* _Source passage_
>>>>>
In December of 2006, just off highway 36, in Brazoria, Texas, someone stole baby Jesus and His manger. Well, it wasn't exactly the real Jesus; it was the figurine of Jesus from the town's nativity scene. It was stolen and everyone in town was depressed about it. So when they set up the nativity display in 2007, there was no baby Jesus or manger.

The folks in Brazoria aren't alone. The problem is called the "Stolen Baby Jesus Syndrome"! It happens every year. Baby Jesus is stolen out of nativity sets all around the country. In fact, stories about the disappearance of baby Jesus are found in newspapers and local TV news all around the world. Inevitably, the person reporting this story will say something like, "Who would do such a thing?"

This Christmas, we have much bigger problems than a plastic baby Jesus figurine being stolen out of a fake manger in a public nativity display. And if we are honest with ourselves, the real Jesus is also frequently hijacked out of our Christmas experience for many reasons. Sometimes it's our own stress, travel, and preparations for the holidays that rob us of Jesus. Sometimes it's the pressure of political correctness that removes Jesus out of the season and replaces Him with snowmen, reindeer, and holly. Sometimes, it's the hype, posturing, and rudeness of so-called Christian folks who steal Jesus away from the holiday season. That's why God included shepherds in the story (Luke 2:8-20).
<<<<<
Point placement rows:
>>>>>
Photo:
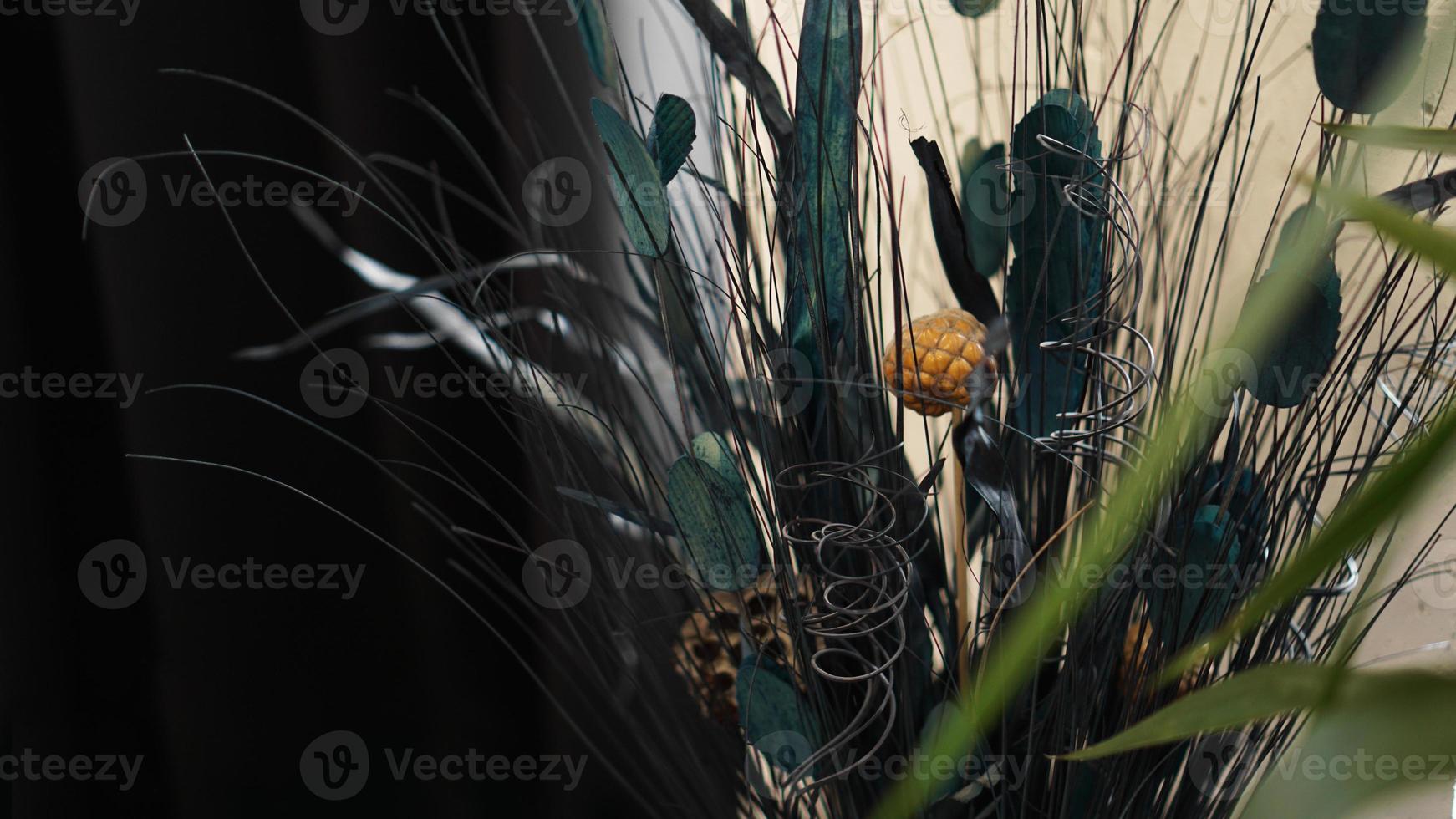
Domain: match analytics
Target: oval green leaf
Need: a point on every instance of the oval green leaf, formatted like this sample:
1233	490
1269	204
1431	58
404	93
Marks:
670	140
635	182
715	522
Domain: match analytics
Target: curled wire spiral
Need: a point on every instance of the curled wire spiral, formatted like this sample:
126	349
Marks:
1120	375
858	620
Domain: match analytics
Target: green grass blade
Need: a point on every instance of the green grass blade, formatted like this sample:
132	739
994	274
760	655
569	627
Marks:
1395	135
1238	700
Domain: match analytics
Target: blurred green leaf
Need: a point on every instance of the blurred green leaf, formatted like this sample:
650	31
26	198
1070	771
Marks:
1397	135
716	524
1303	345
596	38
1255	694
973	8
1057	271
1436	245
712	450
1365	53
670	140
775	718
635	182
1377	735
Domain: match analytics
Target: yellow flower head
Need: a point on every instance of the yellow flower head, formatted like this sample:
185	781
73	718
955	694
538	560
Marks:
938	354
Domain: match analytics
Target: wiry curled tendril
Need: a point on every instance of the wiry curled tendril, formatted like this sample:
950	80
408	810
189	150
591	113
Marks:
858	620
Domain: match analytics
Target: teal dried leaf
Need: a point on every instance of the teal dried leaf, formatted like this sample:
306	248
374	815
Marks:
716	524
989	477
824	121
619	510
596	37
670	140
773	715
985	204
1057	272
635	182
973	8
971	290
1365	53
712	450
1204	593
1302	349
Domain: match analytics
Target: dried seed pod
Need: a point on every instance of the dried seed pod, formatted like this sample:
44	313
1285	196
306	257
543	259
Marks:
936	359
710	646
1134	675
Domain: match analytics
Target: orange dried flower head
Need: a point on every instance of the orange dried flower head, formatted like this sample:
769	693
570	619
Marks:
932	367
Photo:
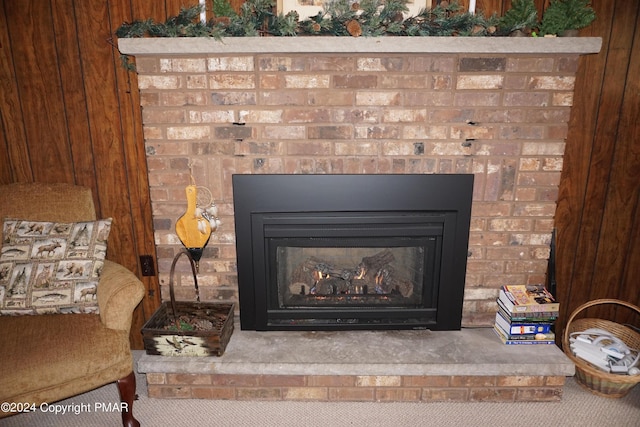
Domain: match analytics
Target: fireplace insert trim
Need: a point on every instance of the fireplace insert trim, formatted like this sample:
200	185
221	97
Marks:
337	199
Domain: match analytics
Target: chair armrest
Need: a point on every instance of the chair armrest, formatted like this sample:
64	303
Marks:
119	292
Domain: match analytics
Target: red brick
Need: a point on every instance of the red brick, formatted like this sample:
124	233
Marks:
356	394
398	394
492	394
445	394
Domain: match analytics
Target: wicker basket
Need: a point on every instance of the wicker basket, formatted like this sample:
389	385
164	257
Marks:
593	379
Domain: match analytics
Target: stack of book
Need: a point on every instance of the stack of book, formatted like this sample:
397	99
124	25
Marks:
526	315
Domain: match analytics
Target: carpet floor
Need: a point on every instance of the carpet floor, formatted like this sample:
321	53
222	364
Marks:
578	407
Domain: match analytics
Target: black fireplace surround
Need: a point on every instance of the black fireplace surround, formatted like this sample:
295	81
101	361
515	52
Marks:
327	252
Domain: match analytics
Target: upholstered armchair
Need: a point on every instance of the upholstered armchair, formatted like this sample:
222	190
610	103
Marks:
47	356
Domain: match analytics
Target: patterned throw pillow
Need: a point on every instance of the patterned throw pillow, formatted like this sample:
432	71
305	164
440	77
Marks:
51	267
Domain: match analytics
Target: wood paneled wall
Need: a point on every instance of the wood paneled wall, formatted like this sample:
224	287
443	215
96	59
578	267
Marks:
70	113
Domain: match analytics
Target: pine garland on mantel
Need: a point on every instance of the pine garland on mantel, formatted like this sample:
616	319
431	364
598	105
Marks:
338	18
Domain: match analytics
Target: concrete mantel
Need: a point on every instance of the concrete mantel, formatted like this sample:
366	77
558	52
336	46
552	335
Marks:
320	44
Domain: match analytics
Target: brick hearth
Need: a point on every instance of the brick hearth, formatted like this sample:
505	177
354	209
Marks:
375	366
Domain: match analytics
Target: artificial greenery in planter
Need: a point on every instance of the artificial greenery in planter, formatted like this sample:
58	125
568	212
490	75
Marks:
<<<<<
* _Goals_
**a)** In the passage about the stolen baby Jesus figurine, what name is given to the problem of baby Jesus being taken from nativity sets?
**b)** Write the next part of the passage about the stolen baby Jesus figurine, picking up right after its final sentence.

* _Responses per task_
**a)** The "Stolen Baby Jesus Syndrome."

**b)**
Shepherds once enjoyed "most favored status" in the stories of Scripture. Great heroes of the faith - Abraham, Moses, and David — were shepherds. One of the most loved psalms speaks of God as a shepherd (Psalm 23). By the time Jesus was born, however, shepherds had suffered several centuries of bad PR. They were poor. They lived outdoors. They were not refined. They were not educated. Worst of all, they smelled like sheep. The technical term used in Jesus' day to describe shepherds and other less than acceptable people was "'am haaretz" — meaning "common folks," or "people of the land." Let me assure you, being classified "'am haaretz" was no compliment in Jesus day.

The "people of the land" were not considered good candidates to be religious. They were considered unclean, uncouth, and unkempt. They didn't have time to study all the religious traditions, so they couldn't live up to the legalistic standards of religious righteousness. They were too busy doing dirty work to be considered pure enough to be religiously desirable. They were too poor to go on the religious pilgrimages to the sacred places of worship, so the religious would never consider them faithful to God. The last place to expect God to reveal His glory was among a bunch of these wool chasing, tick picking, social castoffs.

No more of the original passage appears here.